Records in a dataset:
-- START --

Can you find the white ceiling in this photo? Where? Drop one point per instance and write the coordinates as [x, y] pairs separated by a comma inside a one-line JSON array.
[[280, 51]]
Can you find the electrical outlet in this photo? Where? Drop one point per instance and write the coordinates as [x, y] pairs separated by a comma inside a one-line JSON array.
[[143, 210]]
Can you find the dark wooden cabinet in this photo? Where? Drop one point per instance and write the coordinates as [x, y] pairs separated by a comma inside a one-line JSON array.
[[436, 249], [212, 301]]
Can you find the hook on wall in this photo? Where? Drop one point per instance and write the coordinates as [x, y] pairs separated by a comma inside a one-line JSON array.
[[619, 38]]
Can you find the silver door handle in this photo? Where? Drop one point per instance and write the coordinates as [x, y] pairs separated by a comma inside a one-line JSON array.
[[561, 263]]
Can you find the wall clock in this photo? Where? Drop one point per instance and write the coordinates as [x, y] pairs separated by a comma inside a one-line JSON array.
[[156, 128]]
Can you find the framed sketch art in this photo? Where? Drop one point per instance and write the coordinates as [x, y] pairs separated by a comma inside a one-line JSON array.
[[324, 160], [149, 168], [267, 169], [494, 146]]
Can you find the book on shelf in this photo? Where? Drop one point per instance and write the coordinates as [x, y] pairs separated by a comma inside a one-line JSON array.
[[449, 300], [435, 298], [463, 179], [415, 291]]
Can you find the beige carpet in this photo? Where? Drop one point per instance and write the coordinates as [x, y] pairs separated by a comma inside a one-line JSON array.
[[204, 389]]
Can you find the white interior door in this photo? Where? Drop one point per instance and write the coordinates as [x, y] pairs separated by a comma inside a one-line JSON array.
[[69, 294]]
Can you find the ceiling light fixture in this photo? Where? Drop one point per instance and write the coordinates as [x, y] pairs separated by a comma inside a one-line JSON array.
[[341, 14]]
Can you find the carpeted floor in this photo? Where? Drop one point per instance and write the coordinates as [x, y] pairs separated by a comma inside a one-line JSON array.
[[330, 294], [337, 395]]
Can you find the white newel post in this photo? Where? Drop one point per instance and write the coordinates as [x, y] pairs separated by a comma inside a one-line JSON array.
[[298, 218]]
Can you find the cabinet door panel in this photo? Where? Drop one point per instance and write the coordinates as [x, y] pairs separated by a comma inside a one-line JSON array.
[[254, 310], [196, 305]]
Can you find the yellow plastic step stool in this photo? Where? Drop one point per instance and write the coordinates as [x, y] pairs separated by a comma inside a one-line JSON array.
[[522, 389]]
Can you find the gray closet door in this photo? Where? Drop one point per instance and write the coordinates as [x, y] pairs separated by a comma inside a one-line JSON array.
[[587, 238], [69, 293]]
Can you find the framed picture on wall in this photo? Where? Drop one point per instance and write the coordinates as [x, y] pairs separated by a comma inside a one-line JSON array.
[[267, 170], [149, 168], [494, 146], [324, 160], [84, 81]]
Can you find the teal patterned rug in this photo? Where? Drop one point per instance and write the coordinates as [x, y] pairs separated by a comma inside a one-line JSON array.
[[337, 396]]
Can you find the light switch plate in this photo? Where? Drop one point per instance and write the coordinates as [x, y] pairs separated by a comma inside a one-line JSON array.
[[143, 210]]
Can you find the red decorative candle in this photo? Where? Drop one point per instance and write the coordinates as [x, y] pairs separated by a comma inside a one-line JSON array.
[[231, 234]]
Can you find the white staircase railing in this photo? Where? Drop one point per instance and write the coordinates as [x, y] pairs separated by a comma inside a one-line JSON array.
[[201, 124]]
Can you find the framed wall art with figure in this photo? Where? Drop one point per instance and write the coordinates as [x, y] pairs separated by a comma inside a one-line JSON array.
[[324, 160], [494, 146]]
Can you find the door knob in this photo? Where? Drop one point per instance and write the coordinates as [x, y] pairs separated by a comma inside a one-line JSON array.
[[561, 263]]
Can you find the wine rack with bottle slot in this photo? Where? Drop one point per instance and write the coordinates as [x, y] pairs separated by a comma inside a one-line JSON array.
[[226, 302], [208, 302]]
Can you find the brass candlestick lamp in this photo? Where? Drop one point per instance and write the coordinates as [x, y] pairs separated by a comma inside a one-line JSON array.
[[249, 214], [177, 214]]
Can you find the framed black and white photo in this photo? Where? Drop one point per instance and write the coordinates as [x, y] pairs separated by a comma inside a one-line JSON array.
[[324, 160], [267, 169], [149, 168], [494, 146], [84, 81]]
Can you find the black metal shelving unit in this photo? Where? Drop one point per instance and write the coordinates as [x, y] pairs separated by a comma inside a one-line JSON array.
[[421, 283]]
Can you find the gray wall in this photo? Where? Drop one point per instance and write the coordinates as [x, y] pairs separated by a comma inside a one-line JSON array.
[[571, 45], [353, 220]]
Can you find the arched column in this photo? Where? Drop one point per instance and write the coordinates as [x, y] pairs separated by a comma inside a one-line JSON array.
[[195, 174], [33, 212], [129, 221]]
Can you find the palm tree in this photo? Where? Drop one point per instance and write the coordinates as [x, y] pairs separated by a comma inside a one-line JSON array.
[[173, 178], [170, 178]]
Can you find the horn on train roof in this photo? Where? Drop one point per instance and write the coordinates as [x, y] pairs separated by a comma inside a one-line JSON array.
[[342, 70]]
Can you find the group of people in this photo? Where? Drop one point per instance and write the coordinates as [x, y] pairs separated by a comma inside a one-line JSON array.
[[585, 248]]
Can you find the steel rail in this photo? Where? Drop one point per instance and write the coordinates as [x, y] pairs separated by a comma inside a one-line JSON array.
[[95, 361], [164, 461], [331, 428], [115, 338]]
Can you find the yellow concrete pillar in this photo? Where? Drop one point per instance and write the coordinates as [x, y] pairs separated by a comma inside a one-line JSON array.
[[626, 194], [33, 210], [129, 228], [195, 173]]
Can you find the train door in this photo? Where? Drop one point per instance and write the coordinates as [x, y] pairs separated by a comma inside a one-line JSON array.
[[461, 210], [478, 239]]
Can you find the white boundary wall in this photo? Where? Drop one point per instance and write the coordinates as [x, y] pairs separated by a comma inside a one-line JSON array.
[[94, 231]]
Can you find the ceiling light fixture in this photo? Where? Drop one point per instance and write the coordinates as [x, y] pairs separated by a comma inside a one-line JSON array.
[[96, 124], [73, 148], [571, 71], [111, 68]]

-- END --

> [Brief] Copy out the lines from the line with "Can you find the red" to the line with "[[249, 214], [177, 214]]", and shift every coordinate in the answers up by 7. Leave all other text in those lines unchanged.

> [Exercise response]
Can you find the red decorative candle in this photo? Where? Drop one point per instance and write the coordinates as [x, y] pairs separated by a comma inside a one-line JSON array.
[[238, 241]]
Can you find the white staircase railing in this photo? Where? Drop one point per instance and write the coordinates as [x, y] pairs separated by a comma inside a one-line JSON array.
[[208, 131]]
Can you find the framed wall art with figure in this photo? Where? Drop one point per instance and write the coordinates as [x, y] pairs separated by a comma inside a one-line JSON array.
[[331, 167], [501, 153]]
Can you find the door knob in this photo? Where? Drop one point per instance and write the coordinates as [x, y] pairs separated by a comma inside a one-line JSON array.
[[568, 270]]
Can you find the wine rack with bottle slot in this photo? Where? Drop one point per instance and write the coordinates as [x, y] pairs separated by a comma inside a one-line JSON array.
[[233, 309], [215, 309]]
Can you find the brass candlestick lamp in this photo? Where? Drop one point per instance and write the coordinates as [x, y] pairs separated by a comma inside a one-line JSON array.
[[256, 221], [184, 221]]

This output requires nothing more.